-- START OF PROVIDED RECORDS --
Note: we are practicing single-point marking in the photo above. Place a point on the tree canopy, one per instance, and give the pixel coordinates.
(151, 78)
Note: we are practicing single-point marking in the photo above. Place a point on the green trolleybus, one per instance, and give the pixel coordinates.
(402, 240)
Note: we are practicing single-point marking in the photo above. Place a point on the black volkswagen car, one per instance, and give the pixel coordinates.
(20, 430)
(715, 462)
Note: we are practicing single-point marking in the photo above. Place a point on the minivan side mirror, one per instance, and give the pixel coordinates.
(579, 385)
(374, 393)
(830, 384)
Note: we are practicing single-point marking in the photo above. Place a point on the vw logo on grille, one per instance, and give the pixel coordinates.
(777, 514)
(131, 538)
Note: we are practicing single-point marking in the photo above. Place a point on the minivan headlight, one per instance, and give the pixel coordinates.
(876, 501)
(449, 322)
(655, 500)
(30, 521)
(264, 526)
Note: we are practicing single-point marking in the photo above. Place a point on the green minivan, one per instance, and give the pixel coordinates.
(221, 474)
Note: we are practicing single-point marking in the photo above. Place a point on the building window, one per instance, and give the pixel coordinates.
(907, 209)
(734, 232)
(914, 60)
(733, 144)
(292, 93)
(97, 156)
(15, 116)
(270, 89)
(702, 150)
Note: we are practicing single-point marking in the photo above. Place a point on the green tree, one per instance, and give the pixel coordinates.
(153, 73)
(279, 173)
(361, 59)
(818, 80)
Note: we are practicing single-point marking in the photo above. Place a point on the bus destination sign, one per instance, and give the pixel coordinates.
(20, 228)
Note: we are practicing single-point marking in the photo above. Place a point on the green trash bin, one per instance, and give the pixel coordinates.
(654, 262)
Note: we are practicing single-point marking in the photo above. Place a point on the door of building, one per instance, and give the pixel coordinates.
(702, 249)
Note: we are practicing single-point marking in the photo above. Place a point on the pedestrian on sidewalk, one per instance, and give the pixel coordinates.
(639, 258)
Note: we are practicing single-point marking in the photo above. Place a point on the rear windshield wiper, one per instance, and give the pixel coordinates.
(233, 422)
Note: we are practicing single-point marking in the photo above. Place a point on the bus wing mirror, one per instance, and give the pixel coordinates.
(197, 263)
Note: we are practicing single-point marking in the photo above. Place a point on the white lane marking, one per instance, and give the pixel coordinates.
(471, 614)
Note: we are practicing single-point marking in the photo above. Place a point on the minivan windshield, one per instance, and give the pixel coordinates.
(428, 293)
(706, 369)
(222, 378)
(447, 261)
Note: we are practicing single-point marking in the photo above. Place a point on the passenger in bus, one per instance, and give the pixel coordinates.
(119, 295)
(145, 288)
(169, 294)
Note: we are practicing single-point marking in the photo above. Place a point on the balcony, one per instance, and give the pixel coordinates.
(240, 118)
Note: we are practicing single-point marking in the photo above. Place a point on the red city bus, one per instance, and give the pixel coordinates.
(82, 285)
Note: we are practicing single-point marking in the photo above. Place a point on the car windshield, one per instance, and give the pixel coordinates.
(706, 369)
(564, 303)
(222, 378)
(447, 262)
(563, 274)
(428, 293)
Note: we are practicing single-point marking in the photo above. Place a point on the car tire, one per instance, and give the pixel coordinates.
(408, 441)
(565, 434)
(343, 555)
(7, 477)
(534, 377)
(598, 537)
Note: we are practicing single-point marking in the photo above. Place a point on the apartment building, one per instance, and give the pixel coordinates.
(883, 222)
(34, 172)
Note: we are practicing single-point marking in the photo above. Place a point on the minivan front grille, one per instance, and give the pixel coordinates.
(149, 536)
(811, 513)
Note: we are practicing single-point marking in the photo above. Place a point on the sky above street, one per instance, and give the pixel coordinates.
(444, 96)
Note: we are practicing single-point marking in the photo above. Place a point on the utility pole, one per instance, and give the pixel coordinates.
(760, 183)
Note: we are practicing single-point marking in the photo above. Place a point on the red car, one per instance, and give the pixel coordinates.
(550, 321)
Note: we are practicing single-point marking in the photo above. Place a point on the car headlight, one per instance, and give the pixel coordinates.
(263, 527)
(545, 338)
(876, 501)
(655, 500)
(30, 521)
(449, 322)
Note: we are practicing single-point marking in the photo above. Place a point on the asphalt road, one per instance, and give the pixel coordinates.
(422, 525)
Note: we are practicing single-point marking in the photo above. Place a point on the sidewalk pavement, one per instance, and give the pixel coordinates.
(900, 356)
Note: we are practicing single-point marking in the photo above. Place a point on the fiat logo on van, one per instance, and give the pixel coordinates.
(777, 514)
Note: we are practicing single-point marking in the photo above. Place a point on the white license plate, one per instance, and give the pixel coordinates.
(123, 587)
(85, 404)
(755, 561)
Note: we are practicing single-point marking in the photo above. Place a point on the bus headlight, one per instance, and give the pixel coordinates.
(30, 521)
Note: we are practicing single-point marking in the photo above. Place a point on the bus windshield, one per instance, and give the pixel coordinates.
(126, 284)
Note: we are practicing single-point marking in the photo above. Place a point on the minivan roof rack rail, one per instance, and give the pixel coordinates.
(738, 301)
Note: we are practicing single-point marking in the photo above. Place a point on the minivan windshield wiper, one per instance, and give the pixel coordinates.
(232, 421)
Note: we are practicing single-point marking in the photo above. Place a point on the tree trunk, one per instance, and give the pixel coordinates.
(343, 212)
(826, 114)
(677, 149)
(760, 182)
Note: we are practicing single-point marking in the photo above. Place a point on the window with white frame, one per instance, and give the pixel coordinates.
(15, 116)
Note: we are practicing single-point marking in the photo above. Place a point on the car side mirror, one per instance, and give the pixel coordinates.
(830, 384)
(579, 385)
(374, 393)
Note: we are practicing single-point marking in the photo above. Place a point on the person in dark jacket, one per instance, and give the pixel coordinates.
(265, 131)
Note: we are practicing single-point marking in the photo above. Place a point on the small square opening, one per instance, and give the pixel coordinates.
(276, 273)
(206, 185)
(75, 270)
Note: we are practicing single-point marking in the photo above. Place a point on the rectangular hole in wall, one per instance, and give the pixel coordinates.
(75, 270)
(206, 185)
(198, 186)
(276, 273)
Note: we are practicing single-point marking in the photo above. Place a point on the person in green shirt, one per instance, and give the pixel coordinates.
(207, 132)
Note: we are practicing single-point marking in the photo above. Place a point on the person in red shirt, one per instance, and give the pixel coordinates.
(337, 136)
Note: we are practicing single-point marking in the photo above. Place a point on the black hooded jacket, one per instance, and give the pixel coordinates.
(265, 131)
-- END OF PROVIDED RECORDS --
TASK PROMPT
Render the whole listing above as a Markdown table with the columns No. and Entry, one numbered row per line, leaving out blank lines.

THE RESPONSE
| No. | Entry |
|---|---|
| 1 | Note: we are practicing single-point marking in the photo above. Place a point on the tree canopy, one per instance, and give the pixel coordinates. |
| 2 | (151, 78) |
| 3 | Note: we are practicing single-point marking in the photo above. Place a point on the green trolleybus, one per instance, and give the pixel coordinates. |
| 4 | (402, 240) |
| 5 | Note: we are practicing single-point marking in the photo above. Place a point on the black volkswagen car, one per instance, and give the pixel coordinates. |
| 6 | (20, 430) |
| 7 | (715, 462) |
| 8 | Note: we are practicing single-point marking in the photo above. Place a point on the minivan side mirror, one per instance, and give the pixel coordinates. |
| 9 | (579, 385) |
| 10 | (374, 393) |
| 11 | (830, 384) |
| 12 | Note: we are practicing single-point marking in the photo above. Place a point on the vw logo on grille, one per instance, and give the pixel coordinates. |
| 13 | (777, 514) |
| 14 | (131, 538) |
| 15 | Note: we are practicing single-point marking in the photo above. Place a point on the minivan headlight, one per instance, and give the pixel coordinates. |
| 16 | (876, 501) |
| 17 | (449, 322) |
| 18 | (655, 500) |
| 19 | (30, 521) |
| 20 | (264, 526) |
| 21 | Note: we are practicing single-point marking in the photo above. Place a point on the green minivan, one per instance, and give the pixel coordinates. |
| 22 | (221, 474) |
| 23 | Note: we are practicing single-point marking in the photo above. Place a point on the building window, one per instance, and give the pixel coordinates. |
| 24 | (907, 209) |
| 25 | (734, 232) |
| 26 | (914, 60) |
| 27 | (733, 144) |
| 28 | (292, 93) |
| 29 | (97, 156) |
| 30 | (15, 116) |
| 31 | (270, 89) |
| 32 | (702, 150) |
| 33 | Note: we are practicing single-point marking in the photo above. Place a point on the green tree, one per instance, and give the pixel coordinates. |
| 34 | (153, 73) |
| 35 | (279, 173) |
| 36 | (361, 59) |
| 37 | (818, 80) |
| 38 | Note: we are practicing single-point marking in the photo above. Place a point on the bus destination sign, one per instance, and give the pixel coordinates. |
| 39 | (20, 228) |
| 40 | Note: we are practicing single-point marking in the photo above. Place a point on the green trash bin, one per instance, and give the pixel coordinates. |
| 41 | (654, 262) |
| 42 | Note: we are practicing single-point marking in the photo above. Place a point on the door of building, one per instance, and give the pixel coordinates. |
| 43 | (702, 249) |
| 44 | Note: we are practicing single-point marking in the photo above. Place a point on the pedestrian on sidewalk, one per instance, and give the pixel coordinates. |
| 45 | (639, 258) |
| 46 | Note: we are practicing single-point marking in the photo above. Place a point on the rear windshield wiper, one per instance, and give the pixel coordinates. |
| 47 | (233, 422) |
| 48 | Note: we are practicing single-point marking in the photo above. Place a point on the bus wing mirror, one per instance, and give the pixel coordinates. |
| 49 | (197, 263) |
| 50 | Note: we are practicing single-point marking in the photo above. Place a point on the white lane marking, one per instance, and give the pixel coordinates. |
| 51 | (471, 614) |
| 52 | Note: we are practicing single-point marking in the photo above. Place a point on the minivan windshield, one per instance, and give the pixel coordinates. |
| 53 | (428, 293) |
| 54 | (706, 369) |
| 55 | (222, 378) |
| 56 | (447, 261) |
| 57 | Note: we are practicing single-point marking in the photo above. Place a point on the passenger in bus, one per instance, and give the pixel coordinates. |
| 58 | (119, 295) |
| 59 | (145, 288) |
| 60 | (169, 294) |
| 61 | Note: we are practicing single-point marking in the photo above. Place a point on the balcony, one per instance, and give the pixel coordinates. |
| 62 | (240, 118) |
| 63 | Note: we are practicing single-point marking in the photo above. Place a point on the red city bus, one per instance, and give the pixel coordinates. |
| 64 | (82, 285) |
| 65 | Note: we are practicing single-point marking in the photo above. Place a point on the car windshield, one per instance, and give the pixel coordinates. |
| 66 | (706, 369) |
| 67 | (564, 303) |
| 68 | (222, 378) |
| 69 | (447, 262) |
| 70 | (563, 274) |
| 71 | (428, 293) |
| 72 | Note: we are practicing single-point marking in the photo above. Place a point on the car tire, one per instance, and give the pixel coordinates. |
| 73 | (408, 441) |
| 74 | (565, 434) |
| 75 | (343, 555) |
| 76 | (7, 477) |
| 77 | (534, 377) |
| 78 | (598, 537) |
| 79 | Note: we are practicing single-point marking in the photo above. Place a point on the apartment building, one per instance, and give the pixel coordinates. |
| 80 | (883, 222) |
| 81 | (34, 172) |
| 82 | Note: we are practicing single-point marking in the photo above. Place a point on the minivan front grille, one per instance, and give the pixel coordinates. |
| 83 | (149, 536) |
| 84 | (811, 513) |
| 85 | Note: we are practicing single-point marking in the photo above. Place a point on the sky above street, one per instance, and give the pixel coordinates. |
| 86 | (444, 96) |
| 87 | Note: we are practicing single-point marking in the photo above. Place a point on the utility pole, one per instance, and give the pixel coordinates. |
| 88 | (760, 183) |
| 89 | Note: we are practicing single-point marking in the photo above. Place a point on the red car, one per instance, and give the pixel coordinates. |
| 90 | (550, 321) |
| 91 | Note: we are practicing single-point marking in the photo above. Place a point on the car headlight, one per instance, and give the pixel coordinates. |
| 92 | (263, 527) |
| 93 | (545, 338) |
| 94 | (876, 501) |
| 95 | (655, 500) |
| 96 | (30, 521) |
| 97 | (449, 322) |
| 98 | Note: we are practicing single-point marking in the photo above. Place a point on the asphalt road, one per instance, and give the pixel coordinates. |
| 99 | (422, 525) |
| 100 | Note: we are practicing single-point marking in the photo above. Place a point on the sidewalk pavement, one per instance, and give the pixel coordinates. |
| 101 | (900, 356) |
| 102 | Note: we are practicing single-point marking in the photo above. Place a point on the fiat logo on van, one per instance, and give the pixel coordinates. |
| 103 | (777, 514) |
| 104 | Note: we are practicing single-point marking in the photo above. Place a point on the white license plate, one per instance, and give the pixel coordinates. |
| 105 | (123, 587) |
| 106 | (85, 404) |
| 107 | (755, 561) |
| 108 | Note: we are practicing single-point marking in the photo above. Place a point on the bus headlight, one per instance, and give the pixel coordinates. |
| 109 | (30, 521) |
| 110 | Note: we are practicing single-point marking in the photo above. Place a point on the bus windshield, one per instance, and give the pixel coordinates. |
| 111 | (126, 284) |
| 112 | Note: we are practicing single-point marking in the photo above. Place a point on the minivan roof rack rail, one per instance, and give the pixel coordinates. |
| 113 | (738, 301) |
| 114 | Note: we are practicing single-point marking in the photo above. Place a point on the minivan windshield wiper, one per instance, and give the pixel coordinates. |
| 115 | (232, 421) |
| 116 | Note: we are practicing single-point marking in the photo above. Place a point on the tree trunk, one per instance, and give the pixel coordinates. |
| 117 | (343, 212) |
| 118 | (826, 114) |
| 119 | (677, 149) |
| 120 | (760, 182) |
| 121 | Note: we are practicing single-point marking in the photo above. Place a point on the window with white frame, one per instance, and give the pixel coordinates. |
| 122 | (15, 116) |
| 123 | Note: we are practicing single-point marking in the photo above. Place a point on the car side mirror, one per instance, and give the pixel coordinates. |
| 124 | (830, 384) |
| 125 | (579, 385) |
| 126 | (374, 393) |
| 127 | Note: we are practicing single-point marking in the photo above. Place a point on the person in dark jacket, one per instance, and give the pixel coordinates. |
| 128 | (265, 131) |
| 129 | Note: we are practicing single-point marking in the photo above. Place a point on the small square opening, one per instance, and give the pixel coordinates. |
| 130 | (276, 273) |
| 131 | (206, 185) |
| 132 | (75, 270) |
| 133 | Note: we are practicing single-point marking in the photo above. Place a point on the rectangular hole in wall, one per instance, and give the pixel coordinates. |
| 134 | (75, 270) |
| 135 | (206, 185) |
| 136 | (198, 186) |
| 137 | (276, 273) |
| 138 | Note: we are practicing single-point marking in the photo above. Place a point on the person in green shirt, one per instance, and give the pixel coordinates. |
| 139 | (207, 132) |
| 140 | Note: we are practicing single-point marking in the photo above. Place a point on the person in red shirt, one per instance, and give the pixel coordinates. |
| 141 | (337, 136) |
| 142 | Note: we are practicing single-point marking in the photo above. Place a point on the black hooded jacket, one per instance, and give the pixel coordinates. |
| 143 | (265, 131) |